Your goal:
Can you write out all of the material below, word for word?

Entries:
* * *

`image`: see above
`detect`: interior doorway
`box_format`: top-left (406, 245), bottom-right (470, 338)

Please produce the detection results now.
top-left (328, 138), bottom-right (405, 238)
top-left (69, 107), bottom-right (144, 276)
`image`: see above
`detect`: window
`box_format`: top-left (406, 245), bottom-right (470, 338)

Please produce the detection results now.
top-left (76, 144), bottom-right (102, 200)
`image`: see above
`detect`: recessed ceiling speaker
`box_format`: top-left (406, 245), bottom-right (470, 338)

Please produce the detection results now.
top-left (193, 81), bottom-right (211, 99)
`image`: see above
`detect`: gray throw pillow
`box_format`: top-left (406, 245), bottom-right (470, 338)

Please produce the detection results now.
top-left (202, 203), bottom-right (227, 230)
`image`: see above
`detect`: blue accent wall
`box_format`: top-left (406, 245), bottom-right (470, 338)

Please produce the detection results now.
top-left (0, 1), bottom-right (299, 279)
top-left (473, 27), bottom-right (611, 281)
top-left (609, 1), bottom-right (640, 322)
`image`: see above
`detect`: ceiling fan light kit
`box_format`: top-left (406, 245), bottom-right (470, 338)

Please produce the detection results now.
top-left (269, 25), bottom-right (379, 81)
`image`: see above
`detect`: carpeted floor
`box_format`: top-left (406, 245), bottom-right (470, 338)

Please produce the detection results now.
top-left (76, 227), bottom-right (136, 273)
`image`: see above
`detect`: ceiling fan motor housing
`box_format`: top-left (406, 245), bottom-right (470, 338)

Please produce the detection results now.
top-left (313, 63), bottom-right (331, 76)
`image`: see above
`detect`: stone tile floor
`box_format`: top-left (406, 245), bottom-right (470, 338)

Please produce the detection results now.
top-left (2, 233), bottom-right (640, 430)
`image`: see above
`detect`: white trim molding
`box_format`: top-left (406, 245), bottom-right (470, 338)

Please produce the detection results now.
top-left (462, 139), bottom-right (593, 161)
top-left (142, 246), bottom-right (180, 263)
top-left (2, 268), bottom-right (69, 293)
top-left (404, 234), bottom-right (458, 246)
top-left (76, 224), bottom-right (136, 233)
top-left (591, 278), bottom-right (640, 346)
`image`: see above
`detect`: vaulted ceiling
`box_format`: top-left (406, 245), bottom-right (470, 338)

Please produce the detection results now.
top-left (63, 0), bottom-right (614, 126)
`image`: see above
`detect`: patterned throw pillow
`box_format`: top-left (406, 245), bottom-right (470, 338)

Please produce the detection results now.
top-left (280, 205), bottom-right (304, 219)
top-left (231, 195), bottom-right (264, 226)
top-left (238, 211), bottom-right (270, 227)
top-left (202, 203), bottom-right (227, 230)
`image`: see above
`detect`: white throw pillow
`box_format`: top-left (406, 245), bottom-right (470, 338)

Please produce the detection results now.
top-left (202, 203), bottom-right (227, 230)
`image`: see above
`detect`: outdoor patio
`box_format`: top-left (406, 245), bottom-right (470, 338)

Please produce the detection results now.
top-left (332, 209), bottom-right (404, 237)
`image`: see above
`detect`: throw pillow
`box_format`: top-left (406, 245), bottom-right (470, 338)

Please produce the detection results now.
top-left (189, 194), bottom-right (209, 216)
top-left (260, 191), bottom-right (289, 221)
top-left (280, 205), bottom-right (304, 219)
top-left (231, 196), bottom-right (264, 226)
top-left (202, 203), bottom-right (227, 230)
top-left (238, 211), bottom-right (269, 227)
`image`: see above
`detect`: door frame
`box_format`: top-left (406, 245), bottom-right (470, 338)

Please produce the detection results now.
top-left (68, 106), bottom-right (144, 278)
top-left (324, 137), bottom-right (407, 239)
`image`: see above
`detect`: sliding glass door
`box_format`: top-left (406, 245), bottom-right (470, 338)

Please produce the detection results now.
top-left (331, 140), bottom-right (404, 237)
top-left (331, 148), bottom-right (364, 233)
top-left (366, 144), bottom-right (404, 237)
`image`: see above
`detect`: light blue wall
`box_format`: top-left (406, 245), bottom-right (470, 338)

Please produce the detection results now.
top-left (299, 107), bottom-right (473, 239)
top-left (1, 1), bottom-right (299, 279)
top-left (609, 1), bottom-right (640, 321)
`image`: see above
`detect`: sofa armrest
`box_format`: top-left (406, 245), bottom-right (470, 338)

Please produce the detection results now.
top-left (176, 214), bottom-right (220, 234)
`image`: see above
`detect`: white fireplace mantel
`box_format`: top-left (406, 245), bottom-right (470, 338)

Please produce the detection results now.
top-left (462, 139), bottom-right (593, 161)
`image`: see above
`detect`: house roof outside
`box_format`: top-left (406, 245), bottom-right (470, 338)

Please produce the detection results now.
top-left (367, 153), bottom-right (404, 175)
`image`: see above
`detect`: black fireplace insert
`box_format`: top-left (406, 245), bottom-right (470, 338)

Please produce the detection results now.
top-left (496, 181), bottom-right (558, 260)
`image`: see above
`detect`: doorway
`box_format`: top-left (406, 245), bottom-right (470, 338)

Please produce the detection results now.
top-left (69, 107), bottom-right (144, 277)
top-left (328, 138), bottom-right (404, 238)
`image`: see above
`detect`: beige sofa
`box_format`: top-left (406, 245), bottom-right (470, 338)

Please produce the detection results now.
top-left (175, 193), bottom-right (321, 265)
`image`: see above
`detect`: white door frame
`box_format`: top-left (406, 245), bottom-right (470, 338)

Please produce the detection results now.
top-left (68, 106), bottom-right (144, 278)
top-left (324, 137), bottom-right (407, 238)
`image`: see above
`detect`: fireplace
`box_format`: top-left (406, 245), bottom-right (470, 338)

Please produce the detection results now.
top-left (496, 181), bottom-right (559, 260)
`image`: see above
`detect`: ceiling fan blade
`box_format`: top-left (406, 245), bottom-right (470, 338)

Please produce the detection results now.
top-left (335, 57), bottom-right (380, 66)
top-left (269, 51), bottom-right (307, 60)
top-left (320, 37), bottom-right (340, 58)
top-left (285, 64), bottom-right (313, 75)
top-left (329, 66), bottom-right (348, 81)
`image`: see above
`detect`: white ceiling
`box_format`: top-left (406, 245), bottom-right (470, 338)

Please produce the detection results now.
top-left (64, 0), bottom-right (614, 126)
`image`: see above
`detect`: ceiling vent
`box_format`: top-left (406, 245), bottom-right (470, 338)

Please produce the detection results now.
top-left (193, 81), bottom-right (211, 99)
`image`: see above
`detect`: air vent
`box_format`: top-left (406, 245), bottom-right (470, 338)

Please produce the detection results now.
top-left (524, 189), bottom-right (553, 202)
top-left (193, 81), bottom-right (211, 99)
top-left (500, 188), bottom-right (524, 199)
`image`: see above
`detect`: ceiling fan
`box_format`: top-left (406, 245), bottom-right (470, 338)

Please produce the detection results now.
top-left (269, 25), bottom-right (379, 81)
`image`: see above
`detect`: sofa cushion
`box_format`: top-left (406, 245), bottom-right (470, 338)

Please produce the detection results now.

* * *

Solution for this exercise:
`image`: see above
`detect`: interior doorway
`box_format`: top-left (406, 245), bottom-right (470, 338)

Please produce the detection results now.
top-left (328, 138), bottom-right (405, 238)
top-left (69, 107), bottom-right (144, 276)
`image`: see above
`detect`: window
`box_format`: top-left (406, 245), bottom-right (470, 338)

Please produce the detection results now.
top-left (76, 144), bottom-right (102, 200)
`image`: see above
`detect`: recessed ceiling speaker
`box_format`: top-left (406, 245), bottom-right (470, 338)

Please produce the detection results now.
top-left (193, 81), bottom-right (211, 99)
`image`: see above
`detect`: gray throw pillow
`box_format`: top-left (406, 245), bottom-right (470, 338)

Please produce the detection results now.
top-left (202, 203), bottom-right (227, 230)
`image`: see above
`detect`: blue accent wall
`box_format`: top-left (406, 245), bottom-right (470, 338)

Please produce the detection results now.
top-left (0, 1), bottom-right (299, 279)
top-left (473, 27), bottom-right (611, 281)
top-left (609, 1), bottom-right (640, 322)
`image`: see above
`detect`: ceiling fan light kit
`box_format`: top-left (406, 245), bottom-right (470, 338)

Please produce the detection results now.
top-left (269, 25), bottom-right (379, 81)
`image`: see above
`detect`: carpeted floor
`box_format`: top-left (406, 245), bottom-right (470, 338)

Please produce the detection results now.
top-left (76, 227), bottom-right (136, 273)
`image`: see above
`detect`: ceiling fan motor housing
`box_format`: top-left (406, 245), bottom-right (470, 338)

Please produce the detection results now.
top-left (313, 63), bottom-right (331, 76)
`image`: see above
`detect`: stone tile floor
`box_format`: top-left (406, 245), bottom-right (470, 338)

Please produce the detection results now.
top-left (2, 233), bottom-right (640, 430)
`image`: see above
`detect`: white trim molding
`box_format`: top-left (406, 245), bottom-right (470, 338)

Please produce the detection results now.
top-left (462, 139), bottom-right (593, 161)
top-left (142, 246), bottom-right (180, 263)
top-left (2, 268), bottom-right (69, 293)
top-left (404, 234), bottom-right (458, 246)
top-left (76, 224), bottom-right (136, 233)
top-left (591, 278), bottom-right (640, 346)
`image`: see above
`detect`: vaulted ceiling
`box_format`: top-left (406, 245), bottom-right (470, 338)

Please produce the detection results now.
top-left (63, 0), bottom-right (614, 126)
`image`: see above
`detect`: patterned throw pillow
`box_format`: top-left (406, 245), bottom-right (470, 338)

Please produce the detection results now.
top-left (280, 205), bottom-right (304, 219)
top-left (231, 195), bottom-right (264, 226)
top-left (238, 211), bottom-right (270, 227)
top-left (202, 203), bottom-right (227, 230)
`image`: see above
`detect`: white throw pillow
`box_format`: top-left (406, 245), bottom-right (470, 338)

Please produce the detection results now.
top-left (202, 203), bottom-right (227, 230)
`image`: see above
`detect`: outdoor patio
`box_format`: top-left (406, 245), bottom-right (470, 338)

Please produce the detection results now.
top-left (332, 209), bottom-right (404, 237)
`image`: see above
`detect`: throw pillow
`box_format`: top-left (406, 245), bottom-right (470, 338)

Please produce the detection results now.
top-left (189, 194), bottom-right (209, 216)
top-left (260, 191), bottom-right (289, 221)
top-left (280, 205), bottom-right (304, 219)
top-left (231, 196), bottom-right (264, 226)
top-left (202, 203), bottom-right (227, 230)
top-left (238, 211), bottom-right (269, 227)
`image`: see above
`detect`: door frame
`box_format`: top-left (406, 245), bottom-right (470, 338)

Please produce the detection results now.
top-left (68, 106), bottom-right (144, 278)
top-left (324, 137), bottom-right (407, 239)
`image`: see above
`detect`: sliding glass door
`box_format`: top-left (406, 245), bottom-right (470, 338)

Please produce the detection results now.
top-left (331, 140), bottom-right (404, 237)
top-left (331, 148), bottom-right (364, 233)
top-left (366, 144), bottom-right (404, 237)
`image`: see above
`detect`: light blue wall
`box_format`: top-left (406, 245), bottom-right (470, 338)

Please produce the detection results now.
top-left (299, 107), bottom-right (473, 239)
top-left (1, 1), bottom-right (299, 279)
top-left (609, 1), bottom-right (640, 321)
`image`: see above
`detect`: sofa armrest
`box_format`: top-left (406, 245), bottom-right (470, 338)

Please produce the detection results now.
top-left (176, 214), bottom-right (220, 234)
`image`: see above
`detect`: white fireplace mantel
`box_format`: top-left (406, 245), bottom-right (470, 338)

Please produce the detection results now.
top-left (462, 139), bottom-right (593, 161)
`image`: see above
`detect`: house roof outside
`box_format`: top-left (406, 245), bottom-right (470, 338)

Please produce the detection results now.
top-left (367, 153), bottom-right (404, 175)
`image`: see above
`detect`: black fireplace insert
`box_format`: top-left (406, 245), bottom-right (470, 338)

Please produce the detection results now.
top-left (496, 181), bottom-right (558, 260)
`image`: see above
`detect`: doorway
`box_format`: top-left (406, 245), bottom-right (470, 338)

Please produce the detection results now.
top-left (69, 107), bottom-right (144, 277)
top-left (328, 138), bottom-right (404, 238)
`image`: see above
`detect`: beige sofa
`box_format`: top-left (406, 245), bottom-right (470, 338)

Please produce the detection results now.
top-left (175, 193), bottom-right (321, 265)
`image`: see above
`detect`: white door frame
`box_format`: top-left (406, 245), bottom-right (470, 338)

Please produce the detection results now.
top-left (68, 106), bottom-right (144, 278)
top-left (324, 137), bottom-right (407, 238)
`image`: see above
`detect`: fireplace
`box_format`: top-left (406, 245), bottom-right (470, 338)

Please produce the detection results now.
top-left (496, 181), bottom-right (559, 260)
`image`: see above
`detect`: ceiling fan blade
`box_format`: top-left (406, 245), bottom-right (470, 338)

Please produce the detection results now.
top-left (335, 57), bottom-right (380, 66)
top-left (269, 51), bottom-right (307, 60)
top-left (320, 37), bottom-right (340, 58)
top-left (285, 64), bottom-right (313, 75)
top-left (329, 66), bottom-right (348, 81)
`image`: see above
`detect`: white ceiling
`box_format`: top-left (406, 245), bottom-right (470, 338)

Please produce the detection results now.
top-left (64, 0), bottom-right (614, 126)
`image`: see above
`detect`: ceiling vent
`box_format`: top-left (406, 245), bottom-right (470, 338)

Please produce the detection results now.
top-left (193, 81), bottom-right (211, 99)
`image`: see above
`detect`: air vent
`box_format`: top-left (406, 245), bottom-right (470, 338)

Please produce the detection results now.
top-left (524, 189), bottom-right (553, 202)
top-left (193, 81), bottom-right (211, 99)
top-left (500, 188), bottom-right (524, 199)
`image`: see above
`detect`: ceiling fan
`box_format`: top-left (406, 245), bottom-right (470, 338)

Please produce the detection results now.
top-left (269, 25), bottom-right (379, 81)
`image`: see above
`detect`: sofa cushion
`box_format`: top-left (406, 245), bottom-right (470, 338)

Please produce the detection results now.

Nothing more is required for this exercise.